• Texte fourni:
Quant au choix lui-même, il est en fait assez restreint et porte :

1/ D'une part sur la conception unitaire ou duale que l'on se fait du Sujet comme du Cosmos (équivalence archaïque macrocosme/ microcosme):

  • Soit le Sujet est "un", on parle de "monisme";
    • Monisme "matérialiste" : tout vient du Réel (S↑): [∃]𓁜 (impliquant l'atomisme);
    • Monisme "idéaliste" : tout vient de l'esprit (S↓): 𓁝[∅];( associé à un hylozoïsme archaïque)
  • Soit on distingue l'âme du corps :
    • le premier principe appréhendé ex ante 𓁝[∅];
    • le second ex post [∃]𓁜;

2/ D'autre part sur le choix d'un principe primordial en [∅] (Sauf pour le monisme matérialiste, pour lequel la question n'a pas de sens):

  • Soit un principe unitaire, comme nous l'avons vu en détail chez Platon [1]=>[∅], et que l'on retrouve très majoritairement, et en particulier dans les 3 religions du Livre;
  • Soit un principe vide (du vide ∅ tout peut advenir) que l'on retrouve en particulier :
    • Dans le Bouddhisme (matérialiste/ moniste/ idéaliste)
  • Soit une dualité (pour nous : [∃]𓁝/𓁜[∅]);
    • Dans le Jaïnisme (dualité atomes/ âmes);
    • Dans le Taoïsme (le Tao étant la voie du juste milieu entre Yin et Yang).

- Quelle est ton propre choix en la matière ?

- Nous en avons parlé dans l'article "anima-animus" en commentaire d'une vidéo d'Alain Cheng.

- Tu serais donc taoïste ?

- Cette philosophie a dégénéré en religion au fil d'une très longue histoire "postclassique" chinoise. En ce sens, non, je ne m'inscris pas dans cette mouvance.

• Travail à faire:
1 - Selon le texte fourni, qu'est-ce que le Tao ?
2 - Reprenez le dialogue sur le choix d'un principe primordial à la suite de sa dernière réplique et prolongez-le.

Extraits de données d'étiquetage de points
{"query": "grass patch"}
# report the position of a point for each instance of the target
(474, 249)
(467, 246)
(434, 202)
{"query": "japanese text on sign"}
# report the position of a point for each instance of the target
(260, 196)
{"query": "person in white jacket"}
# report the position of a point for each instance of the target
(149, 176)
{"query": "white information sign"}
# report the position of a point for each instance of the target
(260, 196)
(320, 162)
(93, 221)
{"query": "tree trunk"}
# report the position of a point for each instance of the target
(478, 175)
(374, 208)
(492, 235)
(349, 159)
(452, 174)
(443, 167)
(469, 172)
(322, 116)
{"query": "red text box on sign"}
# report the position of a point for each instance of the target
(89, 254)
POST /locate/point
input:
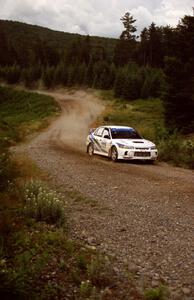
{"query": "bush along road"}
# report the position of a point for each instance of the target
(140, 214)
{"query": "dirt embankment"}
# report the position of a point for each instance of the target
(141, 214)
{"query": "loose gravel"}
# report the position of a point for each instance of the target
(140, 214)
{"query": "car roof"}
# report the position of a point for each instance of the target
(115, 126)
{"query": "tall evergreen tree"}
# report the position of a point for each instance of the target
(126, 45)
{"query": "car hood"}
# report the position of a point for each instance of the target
(137, 143)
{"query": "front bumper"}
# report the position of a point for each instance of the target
(137, 154)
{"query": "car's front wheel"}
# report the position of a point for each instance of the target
(114, 154)
(90, 149)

• Corrigé des exercices:
1 - La voie du juste milieu entre Yin et Yang.

2 -
Je peux juste souligner une sorte de congruence intellectuelle entre la propriété universelle attachée aux objets initial/ final de la théorie des catégories et cette assertion de Lao Tseu, à l'origine de cette évolution :

"Trente rais se réunissent autour d'un moyeu. C'est de son vide que dépend l'usage du char.
On pétrit de la terre glaise pour faire des vases.
C'est de son vide que dépend l'usage des vases.
On perce des portes et des fenêtres pour faire une maison.
C'est de leur vide que dépend l'usage de la maison.
C'est pourquoi l'utilité vient de l'être, l'usage naît du non-être."

(au chapitre 11 Livre 1 du Tao Te King, traitant du Tao)


Le 22/ 07/ 2022 :

- Tu ne trouves pas ta présentation un peu simpliste tout de même ?

- Effectivement : nous n'avons traité ici que du passage d'un niveau à l'autre, avec un Sujet philosophant entre les niveaux [∃][⚤][#][♲][∅].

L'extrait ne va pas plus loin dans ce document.